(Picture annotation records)

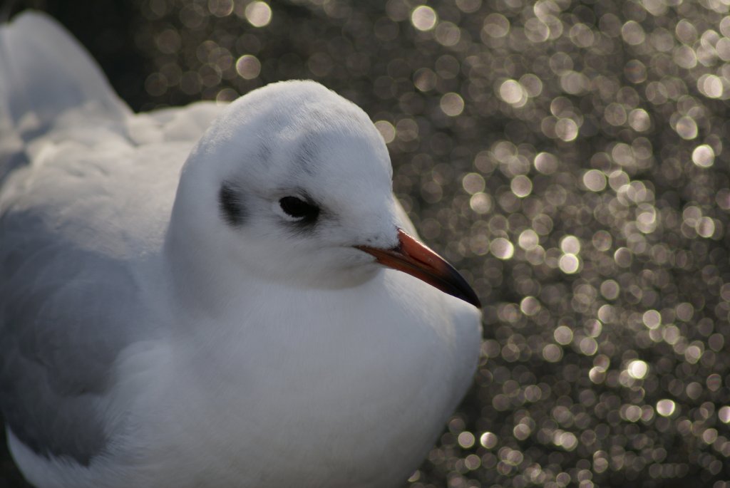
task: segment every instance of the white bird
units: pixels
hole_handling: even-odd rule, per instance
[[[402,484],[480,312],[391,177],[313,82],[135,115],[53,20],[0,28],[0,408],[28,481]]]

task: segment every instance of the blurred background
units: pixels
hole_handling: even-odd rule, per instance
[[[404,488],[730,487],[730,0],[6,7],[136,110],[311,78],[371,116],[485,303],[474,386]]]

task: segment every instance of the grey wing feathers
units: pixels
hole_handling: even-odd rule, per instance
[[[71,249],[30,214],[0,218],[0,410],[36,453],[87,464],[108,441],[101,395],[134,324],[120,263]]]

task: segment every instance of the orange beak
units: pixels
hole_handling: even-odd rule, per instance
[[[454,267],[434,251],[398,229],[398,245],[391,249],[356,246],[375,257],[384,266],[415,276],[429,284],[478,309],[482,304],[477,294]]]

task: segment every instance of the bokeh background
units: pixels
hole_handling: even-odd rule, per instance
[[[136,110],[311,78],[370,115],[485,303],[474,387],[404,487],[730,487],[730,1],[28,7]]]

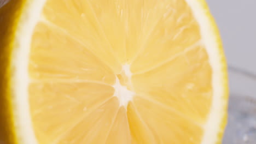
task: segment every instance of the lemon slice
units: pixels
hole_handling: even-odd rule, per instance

§ YOUR OBJECTIVE:
Transcribe all of the lines above word for word, leaving out the pictures.

§ OUTPUT FOR THIS TASK:
task: segment every instance of the white bird
units: pixels
hole_handling: even-odd rule, per instance
[[[402,484],[480,312],[391,177],[313,82],[135,115],[53,20],[0,28],[0,408],[28,481]]]

task: segment every instance of the blurred background
units: pixels
hole_handling: even-odd rule, per instance
[[[404,488],[730,487],[730,0],[6,7],[136,110],[311,78],[371,116],[485,303],[474,386]]]

task: segment every instance of the grey wing feathers
units: pixels
hole_handling: even-odd rule, per instance
[[[71,249],[30,214],[0,218],[0,410],[36,453],[87,464],[108,441],[101,395],[134,324],[120,263]]]

task: segment every instance of the orange beak
units: pixels
hole_handling: even-odd rule, per instance
[[[454,267],[434,251],[398,229],[398,245],[391,249],[356,246],[375,257],[384,266],[415,276],[429,284],[478,309],[482,304],[477,294]]]

task: segment every instance of the bokeh background
units: pixels
hole_handling: even-odd rule, per instance
[[[136,110],[311,78],[370,115],[485,303],[474,387],[404,487],[730,487],[730,1],[28,7]]]

task: segment every instance of the lemon slice
units: pixels
hole_handling: even-odd rule, per instance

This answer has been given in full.